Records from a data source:
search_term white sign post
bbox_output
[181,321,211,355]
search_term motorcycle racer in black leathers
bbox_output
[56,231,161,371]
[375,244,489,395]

* _Goal of the exercise_
Please reproduce these lines word for word.

* _Answer for this exercise_
search_term white sign post
bbox_output
[181,321,211,355]
search_term motorcycle racer in black leathers
bbox_output
[56,231,161,371]
[375,244,489,395]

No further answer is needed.